REQUIREMENT
Rewrite the paragraph beginning "Heard this on Radio 4" in the poetry forum thread below as a short bulleted list that keeps its main facts.

Howay man, we have f***ing poetry thread as well  :lol:

This I did not know

This very forum
Everything is in it now
Mind totally blown

Completion by B-more Mag

Offline Belfast Mags

  • General Member
Re: The Poetry thread
« Reply #76 on: Wednesday 11 June 2014, 11:15:00 PM »
It's an aladdin's cave for the mind
Quote from: Mike
Am I really coming out of this thread the biggest asshole again?
:snod:

Offline Mr. Snrub

  • General Member
  • Messi
Re: The Poetry thread
« Reply #77 on: Wednesday 11 June 2014, 11:18:21 PM »
Howay man, we have f***ing poetry thread as well  :lol:

This I did not know

Embarrassing, isn't it?

Offline Belfast Mags

  • General Member
Re: The Poetry thread
« Reply #78 on: Wednesday 11 June 2014, 11:21:44 PM »
It's all good
Quote from: Mike
Am I really coming out of this thread the biggest asshole again?
:snod:

Offline B-more Mag

  • General Member
  • Amartya Sen, motherfucker
Re: The Poetry thread
« Reply #79 on: Saturday 1 November 2014, 07:57:36 PM »
JON SANDS
Decoded

You / I
take / nurture
my / your
bag / blood
and / and
pour / fill
its / your
contents / emptiness
on / from
the / the
sidewalk / sky

If / When
I / I
wear / undress
my / your
hoodie / skin
it / it
is not / is
in / from
danger / safety
it / it
is not / is
in / from
solidarity / alienation
it / it
is / is not
showmanship / reality

The / A
Interviewer / God
asked / answered
if / when
I / I
studied / neglected
how / why
Buddy Holly / Little Richard
disarmed / provoked
all / one
black / white
audiences / emptiness

My / Your
primary / final
album / silence
in / on
middle / infinite
school / repeat
was / is
Warren G’s / Kenny G’s
Regulators / lawlessness

“If / When
I / you
had / lose
a / the
son / moon
he’d / it
look / blinds
like / unlike
Trayvon” / anything

Our / Your
children / ancestors
will / won’t
be / be
responsible / forgiven
for / despite
the / any
debts / surplus
we / you
have not / have
paid / assumed
in / from
blood / myths

The / A
white / black
girl / boy
on / in
stage / reality
said / listened
she / he
prayed / knew
Trayvon / Trayvon
reached / left
for / despite
the / a
gun / prayer

Offline Mike

  • General Member
Re: The Poetry thread
« Reply #80 on: Saturday 1 November 2014, 08:09:27 PM »
:lol: White people f***ing love some Regulate.

Offline Froggy

  • Ok at Rocket League
  • General Member
  • Faster than a cannonball
Re: The Poetry thread
« Reply #81 on: Saturday 1 November 2014, 08:26:23 PM »
Kvothe hates poetry.

Offline B-more Mag

  • General Member
  • Amartya Sen, motherfucker
Re: The Poetry thread
« Reply #82 on: Saturday 1 November 2014, 08:39:03 PM »
:lol: White people f***ing love some Regulate.

:lol:

Offline OpenC

  • General Member
  • NN989989
Re: The Poetry thread
« Reply #83 on: Thursday 25 June 2020, 08:16:30 PM »
Heard this on Radio 4 the other day having previously read it in some climate change thing or other. It's a bit clumsy but charmingly so, and I thought it was fairly powerful and a great illustration of the way we take amazing things completely for granted. Never heard of Nan Craig.

GIVEN ENTRIES

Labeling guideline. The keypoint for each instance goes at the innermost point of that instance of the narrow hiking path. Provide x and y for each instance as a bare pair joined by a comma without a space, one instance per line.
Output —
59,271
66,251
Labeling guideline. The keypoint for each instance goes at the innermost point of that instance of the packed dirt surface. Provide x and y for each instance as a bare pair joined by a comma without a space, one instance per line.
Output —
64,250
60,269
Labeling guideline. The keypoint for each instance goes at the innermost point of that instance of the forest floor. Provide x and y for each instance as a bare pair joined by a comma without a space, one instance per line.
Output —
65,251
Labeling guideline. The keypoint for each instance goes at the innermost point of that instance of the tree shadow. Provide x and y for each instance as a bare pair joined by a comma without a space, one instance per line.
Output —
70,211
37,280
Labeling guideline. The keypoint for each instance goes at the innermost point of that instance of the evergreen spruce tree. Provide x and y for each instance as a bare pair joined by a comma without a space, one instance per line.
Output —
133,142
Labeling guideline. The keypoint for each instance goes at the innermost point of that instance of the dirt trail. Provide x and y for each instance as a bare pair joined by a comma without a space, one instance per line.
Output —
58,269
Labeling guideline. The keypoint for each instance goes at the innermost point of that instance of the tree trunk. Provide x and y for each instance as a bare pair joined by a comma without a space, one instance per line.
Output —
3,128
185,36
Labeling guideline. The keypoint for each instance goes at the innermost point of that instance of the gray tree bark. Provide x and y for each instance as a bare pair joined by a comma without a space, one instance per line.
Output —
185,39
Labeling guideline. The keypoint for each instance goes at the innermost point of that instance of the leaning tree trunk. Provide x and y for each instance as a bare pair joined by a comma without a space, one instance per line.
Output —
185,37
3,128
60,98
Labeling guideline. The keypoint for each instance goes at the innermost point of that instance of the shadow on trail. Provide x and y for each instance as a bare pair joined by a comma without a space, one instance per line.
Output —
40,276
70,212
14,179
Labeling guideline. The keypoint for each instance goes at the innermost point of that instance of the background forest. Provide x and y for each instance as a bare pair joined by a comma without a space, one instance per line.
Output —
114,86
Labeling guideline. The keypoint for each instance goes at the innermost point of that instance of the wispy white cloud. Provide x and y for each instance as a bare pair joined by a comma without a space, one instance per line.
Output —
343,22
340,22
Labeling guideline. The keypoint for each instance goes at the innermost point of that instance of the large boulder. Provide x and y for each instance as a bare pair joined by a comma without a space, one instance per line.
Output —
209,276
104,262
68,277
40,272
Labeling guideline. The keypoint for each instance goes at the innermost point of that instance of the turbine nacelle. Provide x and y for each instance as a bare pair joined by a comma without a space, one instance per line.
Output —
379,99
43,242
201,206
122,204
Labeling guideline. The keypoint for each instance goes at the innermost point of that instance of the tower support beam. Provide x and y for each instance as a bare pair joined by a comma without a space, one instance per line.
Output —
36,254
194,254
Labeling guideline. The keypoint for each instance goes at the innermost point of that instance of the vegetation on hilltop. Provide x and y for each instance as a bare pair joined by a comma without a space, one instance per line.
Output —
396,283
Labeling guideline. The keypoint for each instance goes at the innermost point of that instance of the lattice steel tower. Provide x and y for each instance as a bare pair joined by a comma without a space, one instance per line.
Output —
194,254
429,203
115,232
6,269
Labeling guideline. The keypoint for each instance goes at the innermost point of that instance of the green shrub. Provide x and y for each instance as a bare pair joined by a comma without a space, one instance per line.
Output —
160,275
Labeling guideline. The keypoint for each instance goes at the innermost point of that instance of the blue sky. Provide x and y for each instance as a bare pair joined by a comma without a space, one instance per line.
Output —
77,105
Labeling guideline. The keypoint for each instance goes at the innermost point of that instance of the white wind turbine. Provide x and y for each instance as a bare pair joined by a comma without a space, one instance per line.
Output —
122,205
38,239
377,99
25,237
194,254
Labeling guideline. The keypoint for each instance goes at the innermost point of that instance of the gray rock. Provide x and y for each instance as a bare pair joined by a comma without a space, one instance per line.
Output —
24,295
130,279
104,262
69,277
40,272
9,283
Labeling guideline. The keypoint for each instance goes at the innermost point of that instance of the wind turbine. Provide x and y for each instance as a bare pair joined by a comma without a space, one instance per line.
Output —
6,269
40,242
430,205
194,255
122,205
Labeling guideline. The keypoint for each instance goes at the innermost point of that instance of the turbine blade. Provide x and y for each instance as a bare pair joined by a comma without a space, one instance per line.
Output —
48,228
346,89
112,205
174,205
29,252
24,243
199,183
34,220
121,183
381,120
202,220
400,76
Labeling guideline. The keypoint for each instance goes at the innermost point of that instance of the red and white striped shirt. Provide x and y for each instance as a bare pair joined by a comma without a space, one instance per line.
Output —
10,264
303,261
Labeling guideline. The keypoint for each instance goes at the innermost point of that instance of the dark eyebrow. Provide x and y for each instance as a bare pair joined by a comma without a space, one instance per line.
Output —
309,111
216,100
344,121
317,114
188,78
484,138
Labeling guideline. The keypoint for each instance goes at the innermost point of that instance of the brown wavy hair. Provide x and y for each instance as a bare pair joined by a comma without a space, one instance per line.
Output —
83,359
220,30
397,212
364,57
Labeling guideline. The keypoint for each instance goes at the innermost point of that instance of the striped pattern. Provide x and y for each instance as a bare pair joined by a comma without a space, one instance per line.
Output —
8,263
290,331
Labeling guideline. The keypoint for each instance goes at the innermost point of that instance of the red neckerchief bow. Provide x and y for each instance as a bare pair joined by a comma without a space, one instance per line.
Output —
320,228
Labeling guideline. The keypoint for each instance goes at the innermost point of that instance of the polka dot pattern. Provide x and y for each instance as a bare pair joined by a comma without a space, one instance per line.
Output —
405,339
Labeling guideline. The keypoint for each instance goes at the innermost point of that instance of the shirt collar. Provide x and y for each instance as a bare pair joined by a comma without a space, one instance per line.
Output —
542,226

RESULT BELOW
- Heard it on Radio 4 recently, after first reading it in something about climate change.
- Finds it a bit clumsy, but charmingly so.
- Considers it fairly powerful and a great illustration of how we take amazing things completely for granted.
- Had never heard of Nan Craig.